▶ [Selected excerpt]:
※

It must have been bittersweet getting married around the due date. I was very grateful to be pregnant and able to feel the baby by the time the due date came round for me. Now I have a new due date to dwell on - I only hope I can be pregnant for that one too! Ironically, it's my granny's birthday :-(

I'm very glad they found out what your problem was. I know progesterone isn't a problem with me because they tested me at 5 weeks and it was 49! Also the fact I seem to cheerfully hold onto non viable pregnancies probably suggests it isn't a problem either. I spot a lot with all pregnancies which can be a sign of low progesterone but it obviously isn't in my case now. It must be very hard for you to think of what might have been with the right treatment. I have a certain amount of peace in that it's clear mine never had a chance from the moment of conception. My way of dealing with it is to imagine that they're making way for the baby we now have (and is yet to come) which we wouldn't have otherwise had. And who knows if subsequent babies are the other ones just waiting for a while to come back? I like to think that.

I know it did work for me once, but even though it's illogical to think it, I wonder if it was a fluke, or if the fact that two years have gone past and I'm not getting any younger and now my eggs have gone to pot. Of course it's all probably not true but you know how our minds work. All I know is that it's going to be a lot harder than I planned to get a big family, assuming we manage it!

I hope yesterday wasn't too painful for you, and I really hope you're holding your gorgeous healthy new little one very, very soon! It really is all worth it, the pain and anguish and worry, that is one thing I am certain of.

[identity profile] ebonyraine.livejournal.com 2007-10-05 09:57 pm (UTC)(link)
I'm definitely trying to just be calm about the whole thing and remember that stress is bad for labor.

But beyond that, I really am getting anxious- especially after all of the loss talk. Guess we'll see what the evening primrose does...

somehow I have it in my head that I'm going to home get some rest and get going. Though I'm sure that's a load of bollocks.

I don't really want to wait past next week, though.

※

▶ [Directions]:
A: In the pregnancy discussion, what was the progesterone reading when the writer was tested at 5 weeks?
B: Return everything in the pregnancy discussion from "I hope yesterday" down to "bad for labor.", word for word.
C: Take the pregnancy discussion further, picking up after its final line.

※

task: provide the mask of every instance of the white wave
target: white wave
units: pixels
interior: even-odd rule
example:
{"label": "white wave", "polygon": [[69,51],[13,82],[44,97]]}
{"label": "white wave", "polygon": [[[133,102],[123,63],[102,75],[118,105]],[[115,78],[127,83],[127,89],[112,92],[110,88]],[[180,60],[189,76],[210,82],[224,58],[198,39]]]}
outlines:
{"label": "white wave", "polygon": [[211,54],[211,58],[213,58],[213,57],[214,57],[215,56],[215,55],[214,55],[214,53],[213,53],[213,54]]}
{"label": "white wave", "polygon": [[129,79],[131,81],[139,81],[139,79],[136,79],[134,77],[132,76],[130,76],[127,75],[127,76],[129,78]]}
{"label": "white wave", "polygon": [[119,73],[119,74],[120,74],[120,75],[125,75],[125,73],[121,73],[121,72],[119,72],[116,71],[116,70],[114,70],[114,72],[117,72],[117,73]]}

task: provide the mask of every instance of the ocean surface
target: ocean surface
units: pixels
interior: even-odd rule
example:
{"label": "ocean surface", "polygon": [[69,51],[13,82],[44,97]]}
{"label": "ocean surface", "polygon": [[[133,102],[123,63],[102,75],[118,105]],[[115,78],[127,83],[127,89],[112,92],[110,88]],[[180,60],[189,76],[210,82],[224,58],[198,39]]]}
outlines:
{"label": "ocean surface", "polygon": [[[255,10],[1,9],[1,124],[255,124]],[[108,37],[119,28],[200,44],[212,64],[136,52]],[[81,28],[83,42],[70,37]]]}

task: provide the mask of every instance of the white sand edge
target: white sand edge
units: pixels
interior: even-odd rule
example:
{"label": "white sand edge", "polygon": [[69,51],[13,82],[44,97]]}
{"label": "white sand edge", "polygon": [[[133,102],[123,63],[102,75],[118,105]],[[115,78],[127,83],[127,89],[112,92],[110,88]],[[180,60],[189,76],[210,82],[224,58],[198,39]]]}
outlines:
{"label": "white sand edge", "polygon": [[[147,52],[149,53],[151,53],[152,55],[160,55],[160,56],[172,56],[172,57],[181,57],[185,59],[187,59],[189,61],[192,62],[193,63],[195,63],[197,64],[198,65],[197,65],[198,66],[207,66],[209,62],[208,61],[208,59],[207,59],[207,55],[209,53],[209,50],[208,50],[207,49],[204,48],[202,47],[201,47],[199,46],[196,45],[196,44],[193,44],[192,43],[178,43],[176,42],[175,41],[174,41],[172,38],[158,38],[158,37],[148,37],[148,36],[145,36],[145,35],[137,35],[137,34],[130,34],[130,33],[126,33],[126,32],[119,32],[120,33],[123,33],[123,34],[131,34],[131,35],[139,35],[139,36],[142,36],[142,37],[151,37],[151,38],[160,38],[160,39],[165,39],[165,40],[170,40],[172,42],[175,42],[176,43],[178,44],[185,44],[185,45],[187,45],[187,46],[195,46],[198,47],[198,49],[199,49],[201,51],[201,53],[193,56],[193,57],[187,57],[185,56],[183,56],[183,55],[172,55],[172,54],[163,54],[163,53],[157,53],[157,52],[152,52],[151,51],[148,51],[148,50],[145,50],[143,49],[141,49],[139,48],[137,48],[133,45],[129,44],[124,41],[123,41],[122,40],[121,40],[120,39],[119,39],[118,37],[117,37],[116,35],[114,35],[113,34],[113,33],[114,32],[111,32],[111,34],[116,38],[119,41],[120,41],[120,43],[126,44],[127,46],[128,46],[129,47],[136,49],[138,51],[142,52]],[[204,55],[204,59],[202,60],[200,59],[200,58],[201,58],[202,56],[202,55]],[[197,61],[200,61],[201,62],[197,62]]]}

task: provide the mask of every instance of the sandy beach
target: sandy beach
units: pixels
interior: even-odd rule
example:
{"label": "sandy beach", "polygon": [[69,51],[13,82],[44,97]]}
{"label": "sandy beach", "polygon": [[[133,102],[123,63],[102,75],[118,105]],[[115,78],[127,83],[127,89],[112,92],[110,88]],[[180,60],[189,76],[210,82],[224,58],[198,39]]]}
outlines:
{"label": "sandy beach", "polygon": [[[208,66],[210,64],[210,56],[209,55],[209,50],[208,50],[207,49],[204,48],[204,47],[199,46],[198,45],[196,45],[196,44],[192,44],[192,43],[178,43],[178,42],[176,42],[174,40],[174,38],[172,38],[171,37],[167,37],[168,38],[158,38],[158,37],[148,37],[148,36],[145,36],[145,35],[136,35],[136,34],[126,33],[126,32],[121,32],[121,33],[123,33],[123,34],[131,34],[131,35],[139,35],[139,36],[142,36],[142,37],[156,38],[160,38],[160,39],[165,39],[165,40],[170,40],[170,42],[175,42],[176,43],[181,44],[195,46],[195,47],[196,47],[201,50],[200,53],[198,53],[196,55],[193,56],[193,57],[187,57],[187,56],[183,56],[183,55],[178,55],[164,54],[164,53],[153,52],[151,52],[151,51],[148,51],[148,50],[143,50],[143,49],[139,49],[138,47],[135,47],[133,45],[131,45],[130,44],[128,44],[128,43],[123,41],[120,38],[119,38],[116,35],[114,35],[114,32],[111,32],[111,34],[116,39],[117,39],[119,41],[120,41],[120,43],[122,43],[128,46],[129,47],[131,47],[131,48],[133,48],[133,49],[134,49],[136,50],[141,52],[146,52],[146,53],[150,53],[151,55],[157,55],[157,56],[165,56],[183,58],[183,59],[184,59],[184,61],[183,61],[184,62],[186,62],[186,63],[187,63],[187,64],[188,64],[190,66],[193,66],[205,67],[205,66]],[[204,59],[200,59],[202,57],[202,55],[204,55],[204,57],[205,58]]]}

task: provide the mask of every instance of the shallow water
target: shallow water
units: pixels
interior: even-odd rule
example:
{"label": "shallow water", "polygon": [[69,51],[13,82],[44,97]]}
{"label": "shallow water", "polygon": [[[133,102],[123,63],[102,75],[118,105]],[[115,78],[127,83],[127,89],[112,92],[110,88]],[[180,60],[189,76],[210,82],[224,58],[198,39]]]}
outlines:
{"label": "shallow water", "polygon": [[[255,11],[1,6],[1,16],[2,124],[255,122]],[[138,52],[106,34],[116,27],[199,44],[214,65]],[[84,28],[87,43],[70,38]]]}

※

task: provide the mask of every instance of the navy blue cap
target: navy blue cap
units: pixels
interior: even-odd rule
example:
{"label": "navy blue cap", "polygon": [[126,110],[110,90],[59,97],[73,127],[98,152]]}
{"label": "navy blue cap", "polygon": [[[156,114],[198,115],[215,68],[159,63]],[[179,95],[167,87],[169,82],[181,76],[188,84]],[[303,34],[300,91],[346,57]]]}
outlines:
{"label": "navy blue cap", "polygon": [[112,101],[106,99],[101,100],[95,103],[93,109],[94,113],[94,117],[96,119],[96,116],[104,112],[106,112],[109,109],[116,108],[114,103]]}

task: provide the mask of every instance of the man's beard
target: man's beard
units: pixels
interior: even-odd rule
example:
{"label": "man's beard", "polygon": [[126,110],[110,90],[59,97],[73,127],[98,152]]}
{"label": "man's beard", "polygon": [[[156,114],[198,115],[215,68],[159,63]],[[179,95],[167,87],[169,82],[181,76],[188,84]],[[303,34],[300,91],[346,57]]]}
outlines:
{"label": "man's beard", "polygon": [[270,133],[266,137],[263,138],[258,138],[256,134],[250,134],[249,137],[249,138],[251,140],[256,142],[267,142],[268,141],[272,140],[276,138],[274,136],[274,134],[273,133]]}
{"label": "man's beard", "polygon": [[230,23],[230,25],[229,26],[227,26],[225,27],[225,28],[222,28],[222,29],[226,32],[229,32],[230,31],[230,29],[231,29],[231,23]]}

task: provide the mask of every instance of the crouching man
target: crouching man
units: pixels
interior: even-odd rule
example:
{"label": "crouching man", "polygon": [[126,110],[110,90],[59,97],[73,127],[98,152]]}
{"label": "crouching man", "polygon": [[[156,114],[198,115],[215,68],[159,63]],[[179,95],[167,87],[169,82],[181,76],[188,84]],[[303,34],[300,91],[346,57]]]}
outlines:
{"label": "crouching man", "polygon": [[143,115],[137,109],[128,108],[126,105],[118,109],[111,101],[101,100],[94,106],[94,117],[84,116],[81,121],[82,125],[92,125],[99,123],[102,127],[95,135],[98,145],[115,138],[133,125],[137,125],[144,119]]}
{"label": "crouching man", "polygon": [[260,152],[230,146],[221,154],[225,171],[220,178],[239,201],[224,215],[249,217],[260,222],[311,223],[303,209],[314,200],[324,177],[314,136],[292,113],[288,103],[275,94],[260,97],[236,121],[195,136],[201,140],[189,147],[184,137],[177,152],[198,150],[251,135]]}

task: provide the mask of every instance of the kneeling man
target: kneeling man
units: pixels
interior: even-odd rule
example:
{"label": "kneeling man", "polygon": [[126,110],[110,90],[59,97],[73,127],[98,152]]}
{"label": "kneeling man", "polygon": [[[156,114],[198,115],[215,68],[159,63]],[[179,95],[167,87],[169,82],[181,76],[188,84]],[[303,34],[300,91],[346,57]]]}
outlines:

※

▶ [Answers in order]:
A: It was 49.

B:
I hope yesterday wasn't too painful for you, and I really hope you're holding your gorgeous healthy new little one very, very soon! It really is all worth it, the pain and anguish and worry, that is one thing I am certain of.

[identity profile] ebonyraine.livejournal.com 2007-10-05 09:57 pm (UTC)(link)
I'm definitely trying to just be calm about the whole thing and remember that stress is bad for labor.

C:
*must be patient*
*must be patient*
*must be patient*

[identity profile] sparklielizard.livejournal.com 2007-10-05 10:08 pm (UTC)(link)
Make plans for next week! You know you want to! ;-)

It will be totally fine. I've been hanging out on forums for years now and I often lurk on the boards where people's time has come. There's about 150-200 women per month board. It is so, so, rare to lose a baby at that point. Sure, loads are lost in the first trimester (loads!!) and a couple are sadly lost in the second, and there are maybe a few preemies around 30 weeks, but babies lost during birth after reaching term? Not a sausage. I think I've maybe seen one in two years, and believe me if it happens it's all over the boards so I wouldn't have missed it. You're not going to be a bad statistic, especially not with the style of birth you're going for :D

Go home and have some rest - a cliché you've no doubt heard plenty but seriously, it'll be your last chance for a while! I'm still cross at Bethan for not letting me have a few days of just sleeping like I'd planned!! In fact, she turned up just after I had a nap and I was feeling all chilled out. I've read that babies like to come when you're all relaxed, so there's a good incentive for you! :-)

[identity profile] ebonyraine.livejournal.com 2007-10-05 10:17 pm (UTC)(link)
Maybe I do meditative squats. And find some Indian Curry (which is actually really difficult around where I live!).

And, if Stephen starts freaking out that he didn't get another week, I'll gently point out that he will get to miss the last baby class that he really doesn't want to have to attend!

Score all around. (You know it's not going to happen for two more weeks now.)

[identity profile] ebonyraine.livejournal.com 2007-10-05 10:36 pm (UTC)(link)
It must have been bittersweet getting married around the due date.

It was. It really was.

That wasn't why chose the wedding date... but yeah. *le sigh*

Going home now. Going home to relax.